> [Texte fourni]:

J-02-77
saisie conservatoire – biens saisis appartenant à une entreprise publique – application des articles 54 et suivants AUPSRVE (solution critiquable).
Les véhicules de l’Agence nationale de l’aviation civile sont saisissables à titre conservatoire en vertu des articles 54 et suivants AUPSRVE.
Article 54 AUPSRVE ET SUIVANTS
(Tribunal de commerce de Brazzaville, ordonnance sur requête du 03 avril 2001, Bulletin OHADA, n° spécial 2001, p. 15).
Tribunal de commerce de brazzaville
ordonnance sur requête du 03 avril 2001
Affaire :
L’Agence Nationale de l’Aviation Civile (ANAC) et le droit OHADA
(A propos de la saisie de son véhicule).
Nous…, Président du Tribunal de Commerce de Brazzaville;
Vu la requête de Z en date du 29 mars 2001 et les pièces présentées;
Attendu que les motifs y exposés sont pertinents et fondés;
Qu’il sied d’y faire droit;
Vu les articles 54 et suivants de l’Acte Uniforme de l’OHADA portant organisation des procédures simplifiées de recouvrement et des voies d’exécution;
Autorisons Z à pratiquer saisie conservatoire de l’un des véhicules automobiles de l’Agence Nationale de l’Aviation Civile dite ANAC, de marque Coaster, immatriculé 289 BU 6 ou 17 DG 4;
Evaluons provisoirement la créance de Z à la somme de 10.000.000 FCFA en principal, frais et accessoires;
Commet Maître X pour y procéder;
Disons que Z doit, dans le mois qui suit la saisie, à peine de caducité, introduire une procédure à l’obtention d’un titre exécutoire;
Disons qu’il nous en sera référé en cas de difficulté;
Mettons les dépens à la charge de l’ANAC.

> [Énoncé de l'exercice]: Restituez tel quel le passage de l'ordonnance qui commence par « Les véhicules de » et se poursuit jusqu'à « 2001, p. 15). ». Le matériel ci-dessous est sans rapport avec l'ordonnance.

> [Section des données]:
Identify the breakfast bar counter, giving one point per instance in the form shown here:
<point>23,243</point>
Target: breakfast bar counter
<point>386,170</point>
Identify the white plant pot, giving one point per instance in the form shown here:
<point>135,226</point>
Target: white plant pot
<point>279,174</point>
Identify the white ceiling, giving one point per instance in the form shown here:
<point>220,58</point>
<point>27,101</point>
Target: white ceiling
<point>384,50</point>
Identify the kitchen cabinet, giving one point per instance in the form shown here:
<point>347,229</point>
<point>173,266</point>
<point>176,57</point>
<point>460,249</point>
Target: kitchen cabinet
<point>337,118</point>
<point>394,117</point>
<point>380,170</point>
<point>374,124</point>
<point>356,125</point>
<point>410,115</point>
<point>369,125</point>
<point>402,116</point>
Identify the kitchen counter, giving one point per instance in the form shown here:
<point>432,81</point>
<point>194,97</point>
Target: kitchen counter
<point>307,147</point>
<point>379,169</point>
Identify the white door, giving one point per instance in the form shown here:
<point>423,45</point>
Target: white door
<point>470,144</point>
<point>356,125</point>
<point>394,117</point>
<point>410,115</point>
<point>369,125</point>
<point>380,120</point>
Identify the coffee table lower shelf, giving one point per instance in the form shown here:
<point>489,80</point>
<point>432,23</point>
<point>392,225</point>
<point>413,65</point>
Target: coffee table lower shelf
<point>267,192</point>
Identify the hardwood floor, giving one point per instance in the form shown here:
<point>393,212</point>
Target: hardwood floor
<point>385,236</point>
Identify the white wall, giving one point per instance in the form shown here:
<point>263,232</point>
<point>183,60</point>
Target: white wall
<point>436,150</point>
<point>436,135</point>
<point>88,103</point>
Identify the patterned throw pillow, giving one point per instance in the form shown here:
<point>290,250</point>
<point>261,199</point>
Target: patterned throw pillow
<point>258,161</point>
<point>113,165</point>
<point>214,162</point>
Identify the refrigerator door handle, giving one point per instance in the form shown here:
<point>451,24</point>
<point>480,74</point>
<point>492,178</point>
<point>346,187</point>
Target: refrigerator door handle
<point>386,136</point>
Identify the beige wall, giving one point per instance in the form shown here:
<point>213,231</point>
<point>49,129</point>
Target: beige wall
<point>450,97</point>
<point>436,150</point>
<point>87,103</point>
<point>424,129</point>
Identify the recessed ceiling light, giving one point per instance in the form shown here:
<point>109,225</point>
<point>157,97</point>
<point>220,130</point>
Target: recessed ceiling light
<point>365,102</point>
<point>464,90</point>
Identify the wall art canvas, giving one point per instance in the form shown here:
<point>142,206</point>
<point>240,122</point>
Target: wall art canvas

> [Corrigé de l'exercice]:
Les véhicules de l’Agence nationale de l’aviation civile sont saisissables à titre conservatoire en vertu des articles 54 et suivants AUPSRVE.
Article 54 AUPSRVE ET SUIVANTS
(Tribunal de commerce de Brazzaville, ordonnance sur requête du 03 avril 2001, Bulletin OHADA, n° spécial 2001, p. 15).